- Exercício A -
Resuma em duas frases o trecho sobre a escravidão e Wall Street.
- Exercício B -
Relacione todos os números escritos em algarismos no trecho sobre a escravidão e Wall Street, indicando a que cada um se refere.

Como a escravidão ergueu Wall Street, o distrito financeiro de Nova York

Este mês marca 400 anos desde que os africanos escravizados foram levados pela primeira vez ao que hoje são os Estados Unidos da América. A escravidão foi abolida oficialmente no país em 1865, mas os historiadores dizem que o legado da escravidão não pode ser separado de seu impacto econômico.

Em um dia quente de agosto, 25 pessoas estão reunidas em torno de um pequeno letreiro comemorativo no distrito financeiro de Nova York. O guia turístico explica que esse era o local de um dos maiores mercados de escravos dos EUA.

A apenas duas ruas do local atual da Bolsa de Nova York, homens, mulheres e crianças foram comprados e vendidos.

“Isso não é história negra”, diz Damaris Obi, que lidera a turnê. “Esta não é a cidade de Nova York ou a história americana. Esta é a história do mundo.”

É também uma história econômica.

- Material fornecido -

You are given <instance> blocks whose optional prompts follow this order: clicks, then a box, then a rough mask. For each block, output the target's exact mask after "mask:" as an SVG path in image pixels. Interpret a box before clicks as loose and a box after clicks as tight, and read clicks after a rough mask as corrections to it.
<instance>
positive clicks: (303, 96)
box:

- Resultado da tarefa A -
Quatrocentos anos após a chegada dos primeiros africanos escravizados ao território dos atuais Estados Unidos, historiadores afirmam que o legado da escravidão, abolida oficialmente em 1865, não pode ser separado de seu impacto econômico. No distrito financeiro de Nova York, a apenas duas ruas da atual Bolsa, uma visita guiada mostra o local de um dos maiores mercados de escravos do país, onde homens, mulheres e crianças foram comprados e vendidos.

- Resultado da tarefa B -
- 400: os anos decorridos desde que africanos escravizados foram levados pela primeira vez ao que hoje são os Estados Unidos da América
- 1865: o ano em que a escravidão foi abolida oficialmente no país
- 25: o número de pessoas reunidas em torno do letreiro comemorativo no distrito financeiro de Nova York